#### Problema planteado A:
Según el texto sobre la medalla olímpica de Óscar de la Hoya, ¿quién fue su motor y su más grande tristeza?
#### Problema planteado B:
Continúa el texto sobre la medalla olímpica de Óscar de la Hoya a partir de su última oración.

#### Página:
Quienes lo han vivido, dicen que colgarse una medalla de oro en unos Juegos Olímpicos es, sin duda, la experiencia más grandiosa de sus vidas. Incluso, para algunos, significa mucho más que conquistar un campeonato del mundo en el boxeo profesional. Y no es para menos: los medallistas olímpicos relatan que pelear varios días consecutivos manteniendo el mismo peso es algo cercano a lo inhumano. Sin embargo, la gloria de ver ondear la bandera de tu país justifica todo sacrificio y esfuerzo previo.
En el caso muy particular de Óscar de la Hoya, su medalla olímpica tiene tintes dramáticos, pero también está cargada de romanticismo y de un amor eterno por su madre, quien fue —y seguirá siendo— su motor y su más grande tristeza. Y ya que menciono el amor eterno, me vienen a la mente dos frases de Juan Gabriel que, seguramente, acompañan siempre al “Golden Boy”: “Que tus ojitos jamás se hubieran cerrado nunca y estar mirándolos” y aquella otra que dice "tú estás siempre en mi mente.”

#### Extractos de registros:
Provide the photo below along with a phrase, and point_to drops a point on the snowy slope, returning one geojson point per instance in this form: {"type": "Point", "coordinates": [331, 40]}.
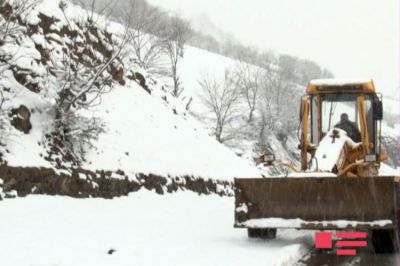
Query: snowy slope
{"type": "Point", "coordinates": [143, 229]}
{"type": "Point", "coordinates": [141, 132]}
{"type": "Point", "coordinates": [144, 135]}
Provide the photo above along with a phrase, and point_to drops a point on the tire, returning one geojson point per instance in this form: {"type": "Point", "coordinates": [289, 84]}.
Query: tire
{"type": "Point", "coordinates": [384, 241]}
{"type": "Point", "coordinates": [263, 233]}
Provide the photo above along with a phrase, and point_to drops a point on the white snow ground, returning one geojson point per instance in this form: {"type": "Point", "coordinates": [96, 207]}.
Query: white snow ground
{"type": "Point", "coordinates": [143, 229]}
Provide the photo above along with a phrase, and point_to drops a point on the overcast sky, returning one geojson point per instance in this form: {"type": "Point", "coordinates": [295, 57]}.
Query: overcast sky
{"type": "Point", "coordinates": [352, 38]}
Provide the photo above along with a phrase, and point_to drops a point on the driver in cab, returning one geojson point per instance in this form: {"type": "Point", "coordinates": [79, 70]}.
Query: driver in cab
{"type": "Point", "coordinates": [350, 127]}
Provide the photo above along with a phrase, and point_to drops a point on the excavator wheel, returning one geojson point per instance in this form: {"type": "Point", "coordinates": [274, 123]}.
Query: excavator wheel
{"type": "Point", "coordinates": [384, 241]}
{"type": "Point", "coordinates": [387, 241]}
{"type": "Point", "coordinates": [263, 233]}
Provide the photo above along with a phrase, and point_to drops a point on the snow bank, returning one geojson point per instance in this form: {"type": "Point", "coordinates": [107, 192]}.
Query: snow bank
{"type": "Point", "coordinates": [142, 229]}
{"type": "Point", "coordinates": [142, 133]}
{"type": "Point", "coordinates": [145, 136]}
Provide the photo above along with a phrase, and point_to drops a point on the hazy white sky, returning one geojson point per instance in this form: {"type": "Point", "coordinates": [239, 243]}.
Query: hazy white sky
{"type": "Point", "coordinates": [353, 38]}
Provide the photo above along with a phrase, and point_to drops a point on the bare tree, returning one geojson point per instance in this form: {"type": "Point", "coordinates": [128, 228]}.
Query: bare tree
{"type": "Point", "coordinates": [176, 36]}
{"type": "Point", "coordinates": [249, 81]}
{"type": "Point", "coordinates": [220, 98]}
{"type": "Point", "coordinates": [11, 12]}
{"type": "Point", "coordinates": [146, 26]}
{"type": "Point", "coordinates": [86, 77]}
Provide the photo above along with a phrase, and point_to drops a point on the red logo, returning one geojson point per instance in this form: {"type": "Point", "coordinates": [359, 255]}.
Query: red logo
{"type": "Point", "coordinates": [345, 247]}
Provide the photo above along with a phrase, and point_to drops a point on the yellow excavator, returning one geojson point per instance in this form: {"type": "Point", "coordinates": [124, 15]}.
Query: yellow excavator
{"type": "Point", "coordinates": [337, 185]}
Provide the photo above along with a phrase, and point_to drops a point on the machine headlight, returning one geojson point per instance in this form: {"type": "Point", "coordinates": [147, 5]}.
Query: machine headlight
{"type": "Point", "coordinates": [370, 158]}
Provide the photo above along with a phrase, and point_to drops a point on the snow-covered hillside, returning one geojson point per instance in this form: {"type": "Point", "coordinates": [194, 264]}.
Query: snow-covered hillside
{"type": "Point", "coordinates": [141, 132]}
{"type": "Point", "coordinates": [142, 229]}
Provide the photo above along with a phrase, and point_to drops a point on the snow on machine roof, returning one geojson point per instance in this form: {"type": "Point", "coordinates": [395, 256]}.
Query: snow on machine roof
{"type": "Point", "coordinates": [318, 86]}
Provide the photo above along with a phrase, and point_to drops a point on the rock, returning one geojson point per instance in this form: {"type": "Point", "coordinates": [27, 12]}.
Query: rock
{"type": "Point", "coordinates": [20, 119]}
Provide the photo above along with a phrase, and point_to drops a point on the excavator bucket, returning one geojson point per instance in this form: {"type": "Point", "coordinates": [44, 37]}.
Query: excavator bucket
{"type": "Point", "coordinates": [316, 203]}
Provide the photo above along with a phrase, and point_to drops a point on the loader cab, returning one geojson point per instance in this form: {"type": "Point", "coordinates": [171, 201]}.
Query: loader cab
{"type": "Point", "coordinates": [330, 101]}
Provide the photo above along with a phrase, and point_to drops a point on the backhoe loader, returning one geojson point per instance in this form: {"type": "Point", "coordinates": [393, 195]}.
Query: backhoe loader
{"type": "Point", "coordinates": [337, 185]}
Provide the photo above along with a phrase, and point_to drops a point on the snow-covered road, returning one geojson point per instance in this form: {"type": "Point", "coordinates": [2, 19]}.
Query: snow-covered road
{"type": "Point", "coordinates": [143, 229]}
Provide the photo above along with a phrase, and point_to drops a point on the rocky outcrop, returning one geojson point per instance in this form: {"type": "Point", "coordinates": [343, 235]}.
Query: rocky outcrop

#### Resultado del ejercicio A:
Su madre.

#### Resultado del ejercicio B:
Me cuenta un veterano y legendario camarógrafo —además de buen amigo— llamado Agustín Juárez, que Doña Cecilia de la Hoya solía instalarse afuera de las oficinas de Univisión 34, en Los Ángeles, junto a su hijo, esperando a que alguien saliera para pedir una entrevista para él. Ella estaba convencida de que su muchacho sería la próxima gran estrella del boxeo mexico-americano.
Quién diría que el momento de la consagración olímpica de su “chamaco” ya no le tocaría en vida. Seguramente lo apoyó y abrazó desde el cielo, celebrando eso que solo una madre pudo ver.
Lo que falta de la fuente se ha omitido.